Aufgabe A: Wie viele Frauen mussten es laut dem Artikel über den Frauenfußball in Tangerhütte mindestens sein, bevor Bernd Kleineidam das Training übernahm?
Aufgabe B: Schreibe den Artikel über den Frauenfußball in Tangerhütte im Anschluss an seinen letzten Satz weiter.

In den 90er Jahren boomte der Frauenfußball in der östlichen Altmark. Eine Mannschaft war damals der SV Germania Tangerhütte.

Von Stefan Rühling 06.07.2020, 23:01

Tangerhütte l Es war ein regelrechter Boom, als Anfang der 1990er Jahre Frauenfußball-Mannschaften wie Pilze aus dem altmärkischen Boden schossen. Nach Aktivist Stendal und dem späteren Schinner SV „Eintracht“ war im Jahr 1990 schon eine Mannschaft bei Germania Tangerhütte geboren.

Nachdem der Frauenfußball in Schinne aus einem Gag heraus geboren wurde, könnte man denken, dass dies Strahlkraft hatte und so nach und nach Mädchen und Frauen Interesse am Spiel mit dem runden Leder gefunden haben. Tatsächlich aber muss es reiner Zufall gewesen sein, dass innerhalb von nur wenigen Jahren an verschiedenen Orten Frauenfußball-Mannschaften entstanden sind.

In Tangerhütte ist der Ursprung auf eine Partnerschaft mit der niedersächsischen Kleinstadt Extertal bzw. der Ortschaft Bösingfeld zurückzuführen. Denn nach der Wende, als solche Partnerschaften modern wurden, folgte gleich ein Antrittsbesuch der Fußballer aus dem Weserbergland im altmärkischen Tangerhütte. Bernd Kleineidam kann sich noch gut daran erinnern. „Als wir abends gemütlich auf dem Sportplatz zusammensaßen und klärten, welcher Gast bei welchem Gastgeber übernachtet, kam die Frage auf, ob wir auch eine Frauenmannschaft hätten“, so der heute 69-Jährige.

Eine Nacht später machte das Thema die Runde auf dem Sportgelände der Germanen. Danach dauerte es nur ein paar Tage, bis Kleineidam die Frage gestellt wurde, ob er nicht den Trainer machen würde. „Klar“, sagte der frühere Nachwuchstrainer sofort. „Ich hielt das für ein Jucks und sagte noch dazu, dass es mindestens 15 Frauen sein müssten.“ Im Mai war es dann soweit. „Die Mädels kamen und sagten, sie sind nun genügend und wollten Training machen. Also musste ich nun Wort halten. Schnell hatte ich eine Trainingszeit organisiert und es konnte losgehen“, erinnert sich Kleineidam.

Bereitgestellte Datensätze:
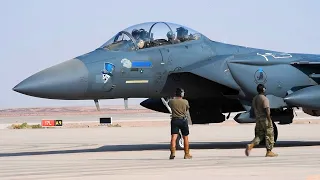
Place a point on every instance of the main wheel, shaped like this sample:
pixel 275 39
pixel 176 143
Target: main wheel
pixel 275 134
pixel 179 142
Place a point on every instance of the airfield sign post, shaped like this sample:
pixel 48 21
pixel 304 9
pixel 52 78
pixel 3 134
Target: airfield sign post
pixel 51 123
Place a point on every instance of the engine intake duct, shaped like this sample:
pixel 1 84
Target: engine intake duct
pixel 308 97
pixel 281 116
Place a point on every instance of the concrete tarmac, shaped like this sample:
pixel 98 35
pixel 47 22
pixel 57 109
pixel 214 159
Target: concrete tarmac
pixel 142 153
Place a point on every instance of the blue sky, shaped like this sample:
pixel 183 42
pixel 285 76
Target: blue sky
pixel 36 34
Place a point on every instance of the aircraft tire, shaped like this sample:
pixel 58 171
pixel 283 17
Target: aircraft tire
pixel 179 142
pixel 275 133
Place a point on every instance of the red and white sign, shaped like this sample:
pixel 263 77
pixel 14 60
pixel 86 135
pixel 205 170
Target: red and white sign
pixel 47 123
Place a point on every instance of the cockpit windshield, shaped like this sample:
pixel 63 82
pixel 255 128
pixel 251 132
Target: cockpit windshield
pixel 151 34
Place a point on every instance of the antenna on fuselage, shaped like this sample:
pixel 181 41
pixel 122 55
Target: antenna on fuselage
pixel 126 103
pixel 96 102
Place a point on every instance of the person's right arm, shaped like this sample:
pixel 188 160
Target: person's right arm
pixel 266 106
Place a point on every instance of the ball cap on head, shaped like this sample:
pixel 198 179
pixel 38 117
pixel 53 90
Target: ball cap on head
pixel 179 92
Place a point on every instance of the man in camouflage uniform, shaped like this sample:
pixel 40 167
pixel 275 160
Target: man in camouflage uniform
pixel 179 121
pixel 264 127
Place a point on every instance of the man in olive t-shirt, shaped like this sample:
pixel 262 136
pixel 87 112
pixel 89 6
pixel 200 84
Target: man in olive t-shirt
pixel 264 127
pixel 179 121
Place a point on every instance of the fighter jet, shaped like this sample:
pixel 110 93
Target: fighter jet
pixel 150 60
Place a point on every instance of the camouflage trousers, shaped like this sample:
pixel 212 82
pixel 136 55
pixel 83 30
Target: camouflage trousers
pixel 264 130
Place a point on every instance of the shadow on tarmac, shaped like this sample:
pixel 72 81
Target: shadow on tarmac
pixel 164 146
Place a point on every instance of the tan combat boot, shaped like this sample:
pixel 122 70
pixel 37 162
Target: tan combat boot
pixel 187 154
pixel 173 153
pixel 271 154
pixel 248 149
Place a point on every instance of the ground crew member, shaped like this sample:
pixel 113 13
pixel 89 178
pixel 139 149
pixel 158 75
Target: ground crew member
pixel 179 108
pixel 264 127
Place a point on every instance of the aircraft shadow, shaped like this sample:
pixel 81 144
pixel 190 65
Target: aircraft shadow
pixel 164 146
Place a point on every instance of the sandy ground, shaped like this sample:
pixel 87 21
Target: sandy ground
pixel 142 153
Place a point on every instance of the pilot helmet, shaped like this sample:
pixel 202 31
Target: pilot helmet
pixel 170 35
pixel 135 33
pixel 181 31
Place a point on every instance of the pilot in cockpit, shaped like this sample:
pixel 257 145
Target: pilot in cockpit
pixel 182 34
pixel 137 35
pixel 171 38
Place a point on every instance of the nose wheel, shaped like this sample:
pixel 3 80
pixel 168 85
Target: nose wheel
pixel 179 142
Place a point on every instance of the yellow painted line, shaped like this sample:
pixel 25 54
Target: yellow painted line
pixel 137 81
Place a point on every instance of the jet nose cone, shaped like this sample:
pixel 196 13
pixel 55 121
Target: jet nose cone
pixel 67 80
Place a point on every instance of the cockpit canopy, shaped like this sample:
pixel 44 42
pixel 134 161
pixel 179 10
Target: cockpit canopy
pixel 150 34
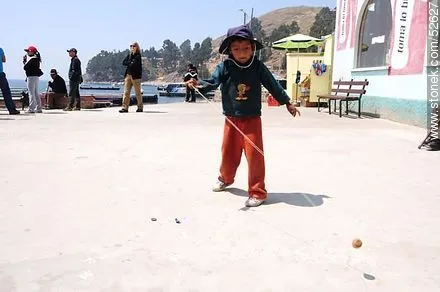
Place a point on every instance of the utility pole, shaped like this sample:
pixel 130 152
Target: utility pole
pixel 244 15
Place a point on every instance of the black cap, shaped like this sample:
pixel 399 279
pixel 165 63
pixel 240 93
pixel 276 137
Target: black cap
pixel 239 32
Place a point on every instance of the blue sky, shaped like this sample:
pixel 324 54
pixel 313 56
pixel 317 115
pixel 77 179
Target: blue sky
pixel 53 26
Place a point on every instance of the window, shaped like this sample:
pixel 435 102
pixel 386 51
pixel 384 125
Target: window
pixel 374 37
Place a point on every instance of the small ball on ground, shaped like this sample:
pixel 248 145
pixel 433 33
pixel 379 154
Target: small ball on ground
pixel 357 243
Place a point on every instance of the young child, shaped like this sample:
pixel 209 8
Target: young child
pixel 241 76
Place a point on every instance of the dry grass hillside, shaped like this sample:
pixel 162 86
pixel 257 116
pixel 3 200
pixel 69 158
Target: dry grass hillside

---

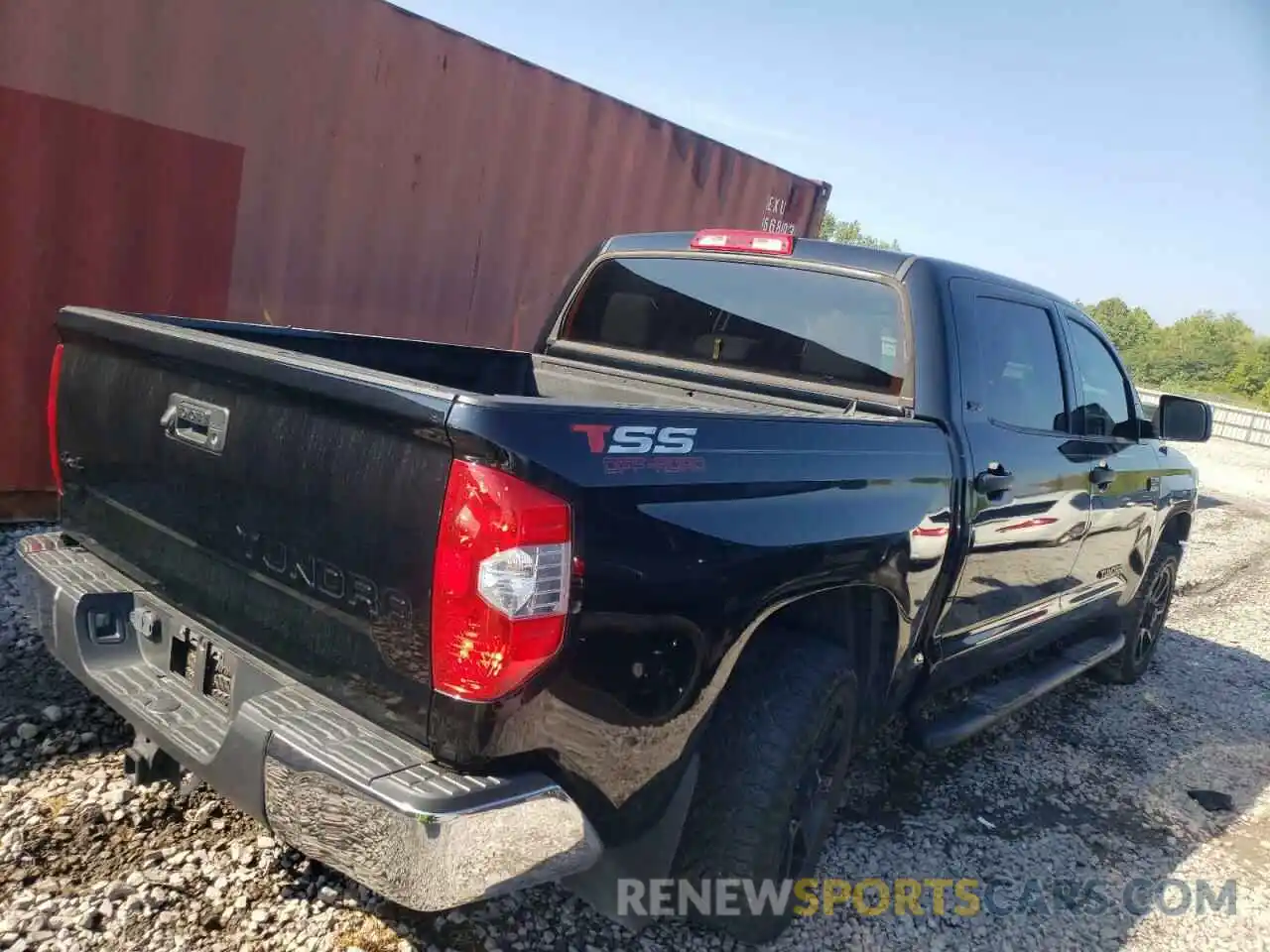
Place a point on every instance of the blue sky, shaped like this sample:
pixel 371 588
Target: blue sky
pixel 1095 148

* * *

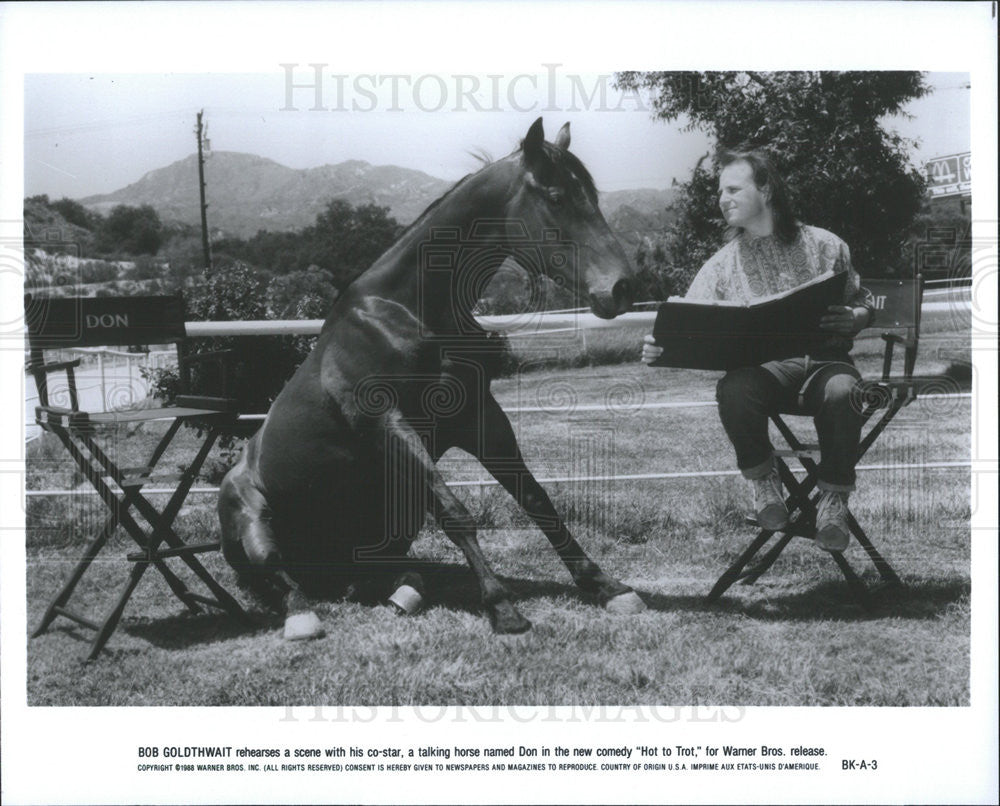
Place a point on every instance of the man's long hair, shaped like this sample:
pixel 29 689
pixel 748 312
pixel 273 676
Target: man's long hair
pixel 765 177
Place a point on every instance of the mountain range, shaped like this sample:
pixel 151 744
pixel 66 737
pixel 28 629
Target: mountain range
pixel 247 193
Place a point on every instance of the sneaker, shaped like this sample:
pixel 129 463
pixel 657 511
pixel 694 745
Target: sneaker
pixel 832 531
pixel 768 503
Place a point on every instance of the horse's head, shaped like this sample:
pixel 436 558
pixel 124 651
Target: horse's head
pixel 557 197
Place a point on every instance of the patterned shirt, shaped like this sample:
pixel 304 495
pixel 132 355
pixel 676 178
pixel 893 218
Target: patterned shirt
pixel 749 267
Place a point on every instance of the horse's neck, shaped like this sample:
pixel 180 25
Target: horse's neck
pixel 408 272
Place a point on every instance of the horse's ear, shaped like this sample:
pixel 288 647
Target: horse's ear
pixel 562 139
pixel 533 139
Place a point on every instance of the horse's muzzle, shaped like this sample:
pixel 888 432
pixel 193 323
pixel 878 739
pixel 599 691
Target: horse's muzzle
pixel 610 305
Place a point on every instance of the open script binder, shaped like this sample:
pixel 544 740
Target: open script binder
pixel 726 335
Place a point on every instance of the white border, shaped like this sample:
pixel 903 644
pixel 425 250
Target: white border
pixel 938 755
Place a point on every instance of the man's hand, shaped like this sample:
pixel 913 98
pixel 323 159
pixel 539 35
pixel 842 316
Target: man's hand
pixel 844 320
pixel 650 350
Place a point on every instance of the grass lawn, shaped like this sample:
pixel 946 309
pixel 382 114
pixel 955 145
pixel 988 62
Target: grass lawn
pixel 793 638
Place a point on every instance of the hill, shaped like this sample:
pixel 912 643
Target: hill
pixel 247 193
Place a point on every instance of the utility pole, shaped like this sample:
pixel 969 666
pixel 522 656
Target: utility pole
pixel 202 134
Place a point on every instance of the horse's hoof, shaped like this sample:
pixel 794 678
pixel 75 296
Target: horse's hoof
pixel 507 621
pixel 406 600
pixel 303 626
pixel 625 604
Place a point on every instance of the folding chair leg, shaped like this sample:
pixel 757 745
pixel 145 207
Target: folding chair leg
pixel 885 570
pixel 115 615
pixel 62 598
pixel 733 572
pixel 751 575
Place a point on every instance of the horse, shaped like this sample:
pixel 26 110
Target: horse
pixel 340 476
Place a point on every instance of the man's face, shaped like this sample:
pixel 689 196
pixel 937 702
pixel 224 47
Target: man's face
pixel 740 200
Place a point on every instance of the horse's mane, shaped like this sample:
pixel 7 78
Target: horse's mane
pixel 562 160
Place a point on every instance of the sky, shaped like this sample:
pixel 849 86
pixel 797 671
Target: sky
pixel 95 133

Erwartete Antwort A: Mindestens 15 Frauen.

Erwartete Antwort B:
Zu den Pionierinnen des Tangerhütter Frauenfußballs zählten unter anderem Volke Lamprecht, Grin Kleineidam, Silke Wiebach, Karin Rieke, Sieglinde Schuppe, Andrea Eckardt, Viola Jackert, Antje Deutsch und natürlich Annett Wilhelm. „Die Gegner haben immer schon gestöhnt, wenn sie gegen ,Willi‘, wie Annett genannt wurde, spielen mussten. Sie war blitzschnell und brandgefährlich“, so ihr früherer Trainer.

Die Anfangszeit war aber auch für die eigene Mannschaft nicht einfach. „Man kann sich die Frauen zu der Zeit vorstellen, wie die F-Jugend. Denn sie hatten noch nie gegen den Ball getreten und mussten erst einmal geradeaus laufen lernen“, erinnert sich Kleineidam. Das erste Spiel bestritt das Team schließlich gegen den Schinner SV „Eintracht“ und musste sich deutlich mit 0:11 geschlagen geben. „Ich dachte damals noch, dass das nie was wird mit uns“, so der Übungsleiter. Danach hießen die Gegner dann Osterburg und Walsleben, die nach und nach auch Frauenfußball-Mannschaften gegründet hatten.

Obwohl der Spaß an der Bewegung sehr wichtig war, erinnert sich Kleineidam gut, dass doch ein großer Ehrgeiz und Wille an den Tag gelegt wurde. „Auf dem Spielfeld wurde es auch mal lauter“, so der Trainer, der über 15 Jahre so etwas wie der Vater der Truppe war.

Den größten Erfolg feierten die Tangerhütterinnen 1995, als sie bei der Hallen-Landesmeisterschaft überraschend den Titel einfahren konnten. In Halle an der Saale kickten sie sich etwas glücklich bis ins Endspiel und bestritten dieses nach der regulären Spielzeit mit einem 0:0-Remis. Im Neunmeterschießen half ihnen dann wieder das Glück. „Danach gab es sogar einen Empfang des Vereins im Sportlerheim mit Brötchen und Sekt“, erinnert sich Kleineidam.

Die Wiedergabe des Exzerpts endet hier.